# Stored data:
◆ ◆ ◆ ◆ ◆ ◆ ◆
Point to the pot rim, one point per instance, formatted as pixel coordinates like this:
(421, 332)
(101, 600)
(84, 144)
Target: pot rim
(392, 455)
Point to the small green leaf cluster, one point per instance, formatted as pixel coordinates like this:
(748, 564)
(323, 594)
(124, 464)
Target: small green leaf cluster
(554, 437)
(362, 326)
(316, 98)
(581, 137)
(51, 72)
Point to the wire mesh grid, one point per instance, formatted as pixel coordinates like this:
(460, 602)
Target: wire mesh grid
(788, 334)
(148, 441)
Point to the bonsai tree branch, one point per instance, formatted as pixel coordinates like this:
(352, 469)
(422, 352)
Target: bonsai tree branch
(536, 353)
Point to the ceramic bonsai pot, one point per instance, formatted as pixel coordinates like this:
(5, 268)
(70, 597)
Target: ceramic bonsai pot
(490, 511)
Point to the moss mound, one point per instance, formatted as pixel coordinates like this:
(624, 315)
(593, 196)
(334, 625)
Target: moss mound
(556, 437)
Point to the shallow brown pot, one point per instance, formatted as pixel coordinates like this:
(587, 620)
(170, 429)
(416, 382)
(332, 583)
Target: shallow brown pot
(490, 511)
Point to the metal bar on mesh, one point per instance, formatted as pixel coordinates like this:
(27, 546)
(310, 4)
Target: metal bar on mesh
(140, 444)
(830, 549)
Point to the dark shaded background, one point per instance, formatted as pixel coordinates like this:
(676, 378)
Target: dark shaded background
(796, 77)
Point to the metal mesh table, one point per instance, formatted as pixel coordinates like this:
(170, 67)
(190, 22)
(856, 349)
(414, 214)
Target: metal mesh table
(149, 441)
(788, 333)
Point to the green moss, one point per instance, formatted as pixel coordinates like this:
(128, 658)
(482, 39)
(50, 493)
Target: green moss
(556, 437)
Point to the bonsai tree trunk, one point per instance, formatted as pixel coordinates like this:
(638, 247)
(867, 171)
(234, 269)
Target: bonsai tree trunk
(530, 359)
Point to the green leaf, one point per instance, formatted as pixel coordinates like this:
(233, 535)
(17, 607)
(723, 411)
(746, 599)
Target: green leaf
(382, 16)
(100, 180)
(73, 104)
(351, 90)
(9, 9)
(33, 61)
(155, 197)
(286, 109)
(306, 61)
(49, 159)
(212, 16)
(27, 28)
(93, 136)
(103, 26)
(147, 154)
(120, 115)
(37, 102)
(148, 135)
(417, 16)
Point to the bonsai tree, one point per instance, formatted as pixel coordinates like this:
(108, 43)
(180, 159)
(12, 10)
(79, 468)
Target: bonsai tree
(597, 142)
◆ ◆ ◆ ◆ ◆ ◆ ◆
# Your objective:
Each of the entries above is to be repeated exactly.

# Your solution:
Point to the pot rim, one point per instance, formatted as pixel coordinates like this:
(421, 332)
(101, 600)
(84, 144)
Target: pot rim
(392, 455)
Point to the small green leaf cluster, one point per instance, formatted as pixel coordinates like this:
(748, 564)
(323, 594)
(124, 464)
Target: small green leaf cluster
(554, 437)
(362, 326)
(316, 98)
(581, 137)
(51, 72)
Point to the wire mesh grid, one point per instance, formatted as pixel coordinates like this:
(460, 602)
Target: wire mesh grid
(788, 334)
(148, 441)
Point to the bonsai tree branch, one point per instance, formatted as pixel coordinates like this:
(352, 469)
(422, 352)
Target: bonsai tree branch
(536, 353)
Point to the ceramic bonsai pot, one point per instance, formatted as pixel coordinates like this:
(5, 268)
(70, 597)
Target: ceramic bonsai pot
(490, 511)
Point to the moss mound, one point per instance, formatted as pixel coordinates like this:
(624, 315)
(593, 196)
(334, 625)
Target: moss mound
(556, 437)
Point to the shallow brown pot, one point per instance, formatted as pixel coordinates like this:
(587, 620)
(170, 429)
(416, 382)
(332, 583)
Target: shallow brown pot
(490, 511)
Point to the metal bar on mesh, one point per instance, formatted as pixel coordinates like this:
(27, 546)
(310, 4)
Target: metal bar on mesh
(140, 444)
(830, 549)
Point to the dark shaded background, one point per instance, formatted as pixel coordinates like this:
(676, 378)
Target: dark shaded background
(796, 77)
Point to the metal mesh table, one point per instance, formatted as pixel coordinates like this:
(170, 67)
(190, 22)
(856, 349)
(414, 214)
Target: metal mesh table
(149, 441)
(788, 333)
Point to the green moss, one point per instance, formatted as pixel coordinates like this:
(128, 658)
(482, 39)
(50, 493)
Target: green moss
(556, 437)
Point to the bonsai tree trunk, one point per instance, formatted as pixel coordinates like this:
(638, 247)
(867, 171)
(234, 269)
Target: bonsai tree trunk
(530, 359)
Point to the green leaf, one point per instance, formatted as pixel coordinates like this:
(233, 535)
(17, 607)
(723, 411)
(746, 599)
Target: green leaf
(382, 16)
(100, 180)
(73, 104)
(351, 90)
(9, 9)
(33, 61)
(155, 197)
(286, 109)
(306, 61)
(49, 159)
(212, 16)
(27, 28)
(93, 136)
(103, 26)
(147, 154)
(120, 115)
(37, 102)
(148, 135)
(417, 16)
Point to the bonsai tree, one point per instance, formatted as pixel coordinates like this:
(108, 43)
(180, 159)
(12, 10)
(79, 468)
Target: bonsai tree
(597, 142)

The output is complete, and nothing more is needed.